*** Input data Section Begins ***
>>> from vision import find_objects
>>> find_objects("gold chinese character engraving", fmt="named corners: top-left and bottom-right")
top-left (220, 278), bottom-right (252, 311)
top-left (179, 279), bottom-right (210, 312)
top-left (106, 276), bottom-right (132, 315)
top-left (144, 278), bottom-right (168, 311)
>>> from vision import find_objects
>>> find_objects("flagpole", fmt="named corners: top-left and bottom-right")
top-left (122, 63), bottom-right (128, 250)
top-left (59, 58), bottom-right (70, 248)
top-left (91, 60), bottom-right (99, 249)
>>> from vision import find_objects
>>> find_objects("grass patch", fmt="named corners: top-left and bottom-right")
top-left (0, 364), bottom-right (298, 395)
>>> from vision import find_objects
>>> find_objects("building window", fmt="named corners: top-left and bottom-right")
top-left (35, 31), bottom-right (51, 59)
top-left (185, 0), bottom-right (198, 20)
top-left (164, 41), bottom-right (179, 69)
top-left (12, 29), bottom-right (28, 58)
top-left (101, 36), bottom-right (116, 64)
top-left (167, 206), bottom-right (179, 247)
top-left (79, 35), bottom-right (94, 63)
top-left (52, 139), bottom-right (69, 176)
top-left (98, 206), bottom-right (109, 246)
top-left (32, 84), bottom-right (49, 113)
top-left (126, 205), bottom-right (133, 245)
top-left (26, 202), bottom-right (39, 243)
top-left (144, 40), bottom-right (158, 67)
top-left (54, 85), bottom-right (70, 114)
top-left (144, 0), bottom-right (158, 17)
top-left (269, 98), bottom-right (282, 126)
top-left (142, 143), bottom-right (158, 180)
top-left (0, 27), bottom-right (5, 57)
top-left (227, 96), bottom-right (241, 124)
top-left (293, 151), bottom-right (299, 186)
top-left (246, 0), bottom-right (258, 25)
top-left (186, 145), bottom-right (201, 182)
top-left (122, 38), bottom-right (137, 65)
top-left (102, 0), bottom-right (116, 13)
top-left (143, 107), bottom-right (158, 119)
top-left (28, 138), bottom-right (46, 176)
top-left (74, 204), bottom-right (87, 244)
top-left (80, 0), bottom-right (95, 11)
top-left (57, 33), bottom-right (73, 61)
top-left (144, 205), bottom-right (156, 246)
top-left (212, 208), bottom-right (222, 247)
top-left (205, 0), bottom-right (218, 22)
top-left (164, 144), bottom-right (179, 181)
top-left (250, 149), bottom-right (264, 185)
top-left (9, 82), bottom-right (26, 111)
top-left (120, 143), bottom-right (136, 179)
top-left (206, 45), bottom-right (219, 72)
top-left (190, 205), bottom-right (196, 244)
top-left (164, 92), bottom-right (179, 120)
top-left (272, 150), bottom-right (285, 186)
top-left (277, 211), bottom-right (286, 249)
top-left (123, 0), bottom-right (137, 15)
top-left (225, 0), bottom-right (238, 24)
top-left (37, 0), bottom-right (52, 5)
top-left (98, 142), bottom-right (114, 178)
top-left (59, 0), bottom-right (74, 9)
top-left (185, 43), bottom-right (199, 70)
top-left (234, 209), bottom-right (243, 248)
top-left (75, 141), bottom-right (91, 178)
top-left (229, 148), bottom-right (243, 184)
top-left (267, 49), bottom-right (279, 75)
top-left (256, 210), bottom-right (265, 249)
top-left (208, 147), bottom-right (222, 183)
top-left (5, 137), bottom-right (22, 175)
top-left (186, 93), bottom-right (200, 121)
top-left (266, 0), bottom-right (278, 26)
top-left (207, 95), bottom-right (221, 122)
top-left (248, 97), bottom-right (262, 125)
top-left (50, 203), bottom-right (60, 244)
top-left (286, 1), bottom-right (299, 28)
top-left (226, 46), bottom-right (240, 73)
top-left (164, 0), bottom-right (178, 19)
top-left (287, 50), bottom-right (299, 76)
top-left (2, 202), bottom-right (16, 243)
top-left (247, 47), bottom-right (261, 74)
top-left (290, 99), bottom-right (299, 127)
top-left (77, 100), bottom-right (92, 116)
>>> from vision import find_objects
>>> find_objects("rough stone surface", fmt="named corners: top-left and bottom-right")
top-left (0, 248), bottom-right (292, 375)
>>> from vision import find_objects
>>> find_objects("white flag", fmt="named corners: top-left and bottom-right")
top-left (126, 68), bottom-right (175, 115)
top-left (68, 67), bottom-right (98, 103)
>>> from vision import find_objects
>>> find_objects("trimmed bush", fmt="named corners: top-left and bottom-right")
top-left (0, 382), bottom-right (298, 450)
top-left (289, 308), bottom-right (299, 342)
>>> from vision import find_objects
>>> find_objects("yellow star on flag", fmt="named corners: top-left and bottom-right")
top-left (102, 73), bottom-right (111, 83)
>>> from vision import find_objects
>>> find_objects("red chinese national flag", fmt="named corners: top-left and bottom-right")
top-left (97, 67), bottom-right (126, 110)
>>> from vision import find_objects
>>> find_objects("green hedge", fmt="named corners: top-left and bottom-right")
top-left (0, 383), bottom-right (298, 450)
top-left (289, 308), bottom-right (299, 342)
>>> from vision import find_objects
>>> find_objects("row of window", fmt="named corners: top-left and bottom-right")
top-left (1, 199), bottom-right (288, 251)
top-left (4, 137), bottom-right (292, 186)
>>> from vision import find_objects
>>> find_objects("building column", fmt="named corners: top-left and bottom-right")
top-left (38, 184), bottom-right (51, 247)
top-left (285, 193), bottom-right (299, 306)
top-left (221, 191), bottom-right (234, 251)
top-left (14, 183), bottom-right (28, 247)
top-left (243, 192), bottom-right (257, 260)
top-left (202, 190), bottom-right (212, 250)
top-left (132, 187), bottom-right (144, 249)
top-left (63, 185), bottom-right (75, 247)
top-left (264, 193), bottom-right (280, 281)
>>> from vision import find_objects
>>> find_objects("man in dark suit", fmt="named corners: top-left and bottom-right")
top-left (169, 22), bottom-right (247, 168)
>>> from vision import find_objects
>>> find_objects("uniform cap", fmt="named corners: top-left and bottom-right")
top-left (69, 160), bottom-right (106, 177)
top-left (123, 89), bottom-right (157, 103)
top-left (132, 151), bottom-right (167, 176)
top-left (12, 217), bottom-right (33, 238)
*** Input data Section Ends ***
What the task asks
The exact wording of every entry above should be written out again.

Result of the exercise
>>> from vision import find_objects
>>> find_objects("gold chinese character engraving", fmt="named corners: top-left and bottom-right")
top-left (220, 278), bottom-right (252, 311)
top-left (179, 279), bottom-right (210, 312)
top-left (106, 276), bottom-right (132, 315)
top-left (144, 278), bottom-right (168, 311)
>>> from vision import find_objects
>>> find_objects("flagpole", fmt="named corners: top-left and bottom-right")
top-left (122, 63), bottom-right (128, 250)
top-left (59, 58), bottom-right (70, 248)
top-left (91, 60), bottom-right (99, 249)
>>> from vision import find_objects
>>> find_objects("grass patch", fmt="named corners: top-left and bottom-right")
top-left (0, 364), bottom-right (298, 395)
>>> from vision import find_objects
>>> find_objects("building window", fmt="named corners: top-left and bottom-right")
top-left (35, 31), bottom-right (51, 59)
top-left (185, 0), bottom-right (198, 20)
top-left (164, 41), bottom-right (179, 69)
top-left (12, 29), bottom-right (28, 58)
top-left (101, 36), bottom-right (116, 64)
top-left (167, 206), bottom-right (179, 247)
top-left (79, 35), bottom-right (94, 63)
top-left (52, 139), bottom-right (69, 176)
top-left (98, 206), bottom-right (109, 246)
top-left (32, 84), bottom-right (49, 113)
top-left (126, 205), bottom-right (133, 245)
top-left (26, 202), bottom-right (39, 243)
top-left (144, 40), bottom-right (158, 67)
top-left (54, 85), bottom-right (70, 114)
top-left (144, 0), bottom-right (158, 17)
top-left (269, 98), bottom-right (282, 126)
top-left (142, 143), bottom-right (158, 180)
top-left (0, 27), bottom-right (5, 57)
top-left (227, 96), bottom-right (241, 124)
top-left (293, 151), bottom-right (299, 186)
top-left (246, 0), bottom-right (258, 25)
top-left (186, 145), bottom-right (201, 182)
top-left (122, 38), bottom-right (137, 65)
top-left (102, 0), bottom-right (116, 13)
top-left (143, 107), bottom-right (158, 119)
top-left (28, 138), bottom-right (46, 176)
top-left (74, 204), bottom-right (87, 244)
top-left (80, 0), bottom-right (95, 11)
top-left (57, 33), bottom-right (73, 61)
top-left (144, 205), bottom-right (156, 246)
top-left (212, 208), bottom-right (222, 247)
top-left (205, 0), bottom-right (218, 22)
top-left (164, 144), bottom-right (179, 181)
top-left (250, 149), bottom-right (264, 185)
top-left (9, 82), bottom-right (26, 111)
top-left (120, 143), bottom-right (136, 179)
top-left (206, 45), bottom-right (219, 72)
top-left (190, 205), bottom-right (196, 244)
top-left (164, 92), bottom-right (179, 120)
top-left (272, 150), bottom-right (285, 186)
top-left (277, 211), bottom-right (286, 249)
top-left (123, 0), bottom-right (137, 15)
top-left (225, 0), bottom-right (238, 24)
top-left (37, 0), bottom-right (52, 5)
top-left (98, 142), bottom-right (114, 178)
top-left (59, 0), bottom-right (74, 9)
top-left (185, 43), bottom-right (199, 70)
top-left (234, 209), bottom-right (243, 248)
top-left (75, 141), bottom-right (91, 178)
top-left (229, 148), bottom-right (243, 184)
top-left (267, 49), bottom-right (279, 75)
top-left (256, 210), bottom-right (265, 249)
top-left (208, 147), bottom-right (222, 183)
top-left (5, 137), bottom-right (22, 175)
top-left (186, 93), bottom-right (200, 121)
top-left (266, 0), bottom-right (278, 26)
top-left (207, 95), bottom-right (221, 122)
top-left (248, 97), bottom-right (262, 125)
top-left (50, 203), bottom-right (60, 244)
top-left (286, 1), bottom-right (299, 28)
top-left (226, 46), bottom-right (240, 73)
top-left (164, 0), bottom-right (178, 19)
top-left (287, 50), bottom-right (299, 76)
top-left (2, 202), bottom-right (16, 243)
top-left (247, 47), bottom-right (261, 74)
top-left (290, 99), bottom-right (299, 127)
top-left (77, 100), bottom-right (92, 116)
>>> from vision import find_objects
>>> find_objects("rough stone surface", fmt="named corners: top-left and bottom-right")
top-left (0, 248), bottom-right (292, 375)
>>> from vision import find_objects
>>> find_objects("white flag", fmt="named corners: top-left and bottom-right")
top-left (126, 68), bottom-right (175, 115)
top-left (68, 67), bottom-right (98, 103)
>>> from vision import find_objects
>>> find_objects("trimmed bush", fmt="named corners: top-left and bottom-right")
top-left (0, 382), bottom-right (298, 450)
top-left (289, 308), bottom-right (299, 342)
>>> from vision import find_objects
>>> find_objects("yellow star on flag", fmt="named corners: top-left and bottom-right")
top-left (102, 73), bottom-right (111, 83)
>>> from vision import find_objects
>>> find_objects("red chinese national flag", fmt="named corners: top-left and bottom-right")
top-left (97, 67), bottom-right (126, 110)
>>> from vision import find_objects
>>> find_objects("green hedge", fmt="named corners: top-left and bottom-right")
top-left (0, 383), bottom-right (298, 450)
top-left (289, 308), bottom-right (299, 342)
>>> from vision import find_objects
>>> find_objects("row of window", fmt="named corners: top-left and bottom-right")
top-left (1, 199), bottom-right (288, 251)
top-left (4, 137), bottom-right (292, 186)
>>> from vision import find_objects
>>> find_objects("building column", fmt="named corners: top-left and bottom-right")
top-left (38, 184), bottom-right (51, 247)
top-left (285, 193), bottom-right (299, 306)
top-left (221, 191), bottom-right (234, 251)
top-left (14, 183), bottom-right (28, 247)
top-left (243, 192), bottom-right (257, 260)
top-left (202, 190), bottom-right (212, 250)
top-left (132, 187), bottom-right (144, 249)
top-left (63, 185), bottom-right (75, 247)
top-left (264, 193), bottom-right (280, 281)
>>> from vision import find_objects
>>> find_objects("man in dark suit", fmt="named corners: top-left and bottom-right")
top-left (169, 22), bottom-right (247, 168)
>>> from vision import find_objects
>>> find_objects("uniform cap", fmt="named corners: top-left and bottom-right")
top-left (69, 160), bottom-right (106, 177)
top-left (123, 89), bottom-right (157, 103)
top-left (132, 151), bottom-right (167, 176)
top-left (12, 217), bottom-right (33, 238)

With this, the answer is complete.